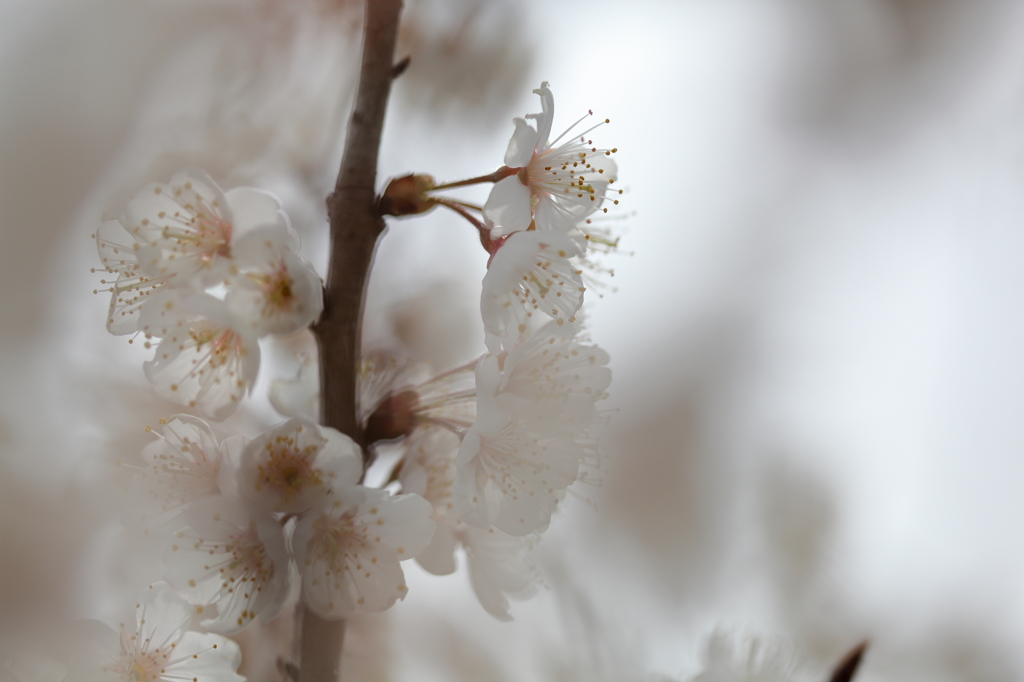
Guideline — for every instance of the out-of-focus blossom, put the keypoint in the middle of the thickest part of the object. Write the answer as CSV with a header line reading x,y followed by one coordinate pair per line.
x,y
273,290
349,549
182,465
531,272
548,378
512,476
498,562
752,661
290,468
159,648
230,558
207,358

____

Problem requirements
The answer is every line of the data, exactly as written, with the pictures dropped.

Response to this task
Guideline — for every instance of the out-of-focus blossom, put the keypoint in the middle of the thickest part of the object. Write the answer as CSV with a header line reading x,y followed by one coordinate pair per line.
x,y
273,290
349,549
182,465
531,272
548,378
512,476
498,562
752,661
290,468
159,648
230,558
207,358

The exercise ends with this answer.